Natural-language object grounding data:

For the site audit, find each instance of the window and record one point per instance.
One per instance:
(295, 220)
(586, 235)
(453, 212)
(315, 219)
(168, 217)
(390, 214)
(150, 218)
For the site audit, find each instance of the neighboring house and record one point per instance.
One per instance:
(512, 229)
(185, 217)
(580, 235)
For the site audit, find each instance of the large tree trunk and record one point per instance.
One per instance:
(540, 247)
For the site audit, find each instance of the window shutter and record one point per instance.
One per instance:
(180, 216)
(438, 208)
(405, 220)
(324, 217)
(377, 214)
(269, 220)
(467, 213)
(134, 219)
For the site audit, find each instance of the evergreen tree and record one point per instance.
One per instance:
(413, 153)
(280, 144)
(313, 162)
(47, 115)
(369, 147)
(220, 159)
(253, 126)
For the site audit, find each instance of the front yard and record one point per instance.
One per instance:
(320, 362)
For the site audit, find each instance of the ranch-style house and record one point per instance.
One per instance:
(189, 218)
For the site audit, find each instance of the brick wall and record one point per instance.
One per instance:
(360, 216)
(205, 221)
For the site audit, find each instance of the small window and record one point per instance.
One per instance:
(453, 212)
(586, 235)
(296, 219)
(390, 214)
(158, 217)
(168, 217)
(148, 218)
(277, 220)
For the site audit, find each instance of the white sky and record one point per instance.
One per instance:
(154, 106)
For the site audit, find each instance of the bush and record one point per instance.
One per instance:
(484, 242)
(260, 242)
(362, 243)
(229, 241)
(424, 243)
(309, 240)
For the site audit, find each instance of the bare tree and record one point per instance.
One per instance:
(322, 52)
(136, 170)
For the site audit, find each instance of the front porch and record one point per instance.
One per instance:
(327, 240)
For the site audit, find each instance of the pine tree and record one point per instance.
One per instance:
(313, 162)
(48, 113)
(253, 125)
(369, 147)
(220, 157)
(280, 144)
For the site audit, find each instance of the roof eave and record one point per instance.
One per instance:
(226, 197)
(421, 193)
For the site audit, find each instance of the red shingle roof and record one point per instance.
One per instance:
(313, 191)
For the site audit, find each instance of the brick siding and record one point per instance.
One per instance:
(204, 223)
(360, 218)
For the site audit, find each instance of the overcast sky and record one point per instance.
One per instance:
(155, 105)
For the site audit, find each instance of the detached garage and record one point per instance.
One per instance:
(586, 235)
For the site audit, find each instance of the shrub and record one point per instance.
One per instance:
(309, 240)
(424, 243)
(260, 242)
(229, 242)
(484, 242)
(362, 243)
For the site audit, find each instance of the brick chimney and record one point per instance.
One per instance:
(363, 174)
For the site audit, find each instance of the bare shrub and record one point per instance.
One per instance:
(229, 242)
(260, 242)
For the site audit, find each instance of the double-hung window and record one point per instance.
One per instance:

Work to complete:
Retype, exactly and in full, the lines above from the one containing "For the site audit, find each instance of the red" through the one containing "For the site audit, find each instance of the bare shrub".

Result of this exercise:
For the site audit, find each instance of the red shingle roof and record one point per instance.
One per instance:
(313, 191)
For the site audit, find each instance of the brick siding and record one point per instance.
One per instance:
(204, 223)
(360, 218)
For the site audit, find each instance of the overcast sky and record one point per instance.
One per instance:
(155, 105)
For the site audit, find each instance of the detached garage and record one point per instance.
One per instance:
(586, 235)
For the site audit, find each instance of the shrub and record one point per instance.
One per instance:
(309, 240)
(424, 243)
(260, 242)
(229, 242)
(484, 242)
(362, 243)
For the site audit, find each instance of the brick chimney and record one point per instance.
One per instance:
(363, 174)
For the site audit, find each instance of the bare shrub and record one point per instance.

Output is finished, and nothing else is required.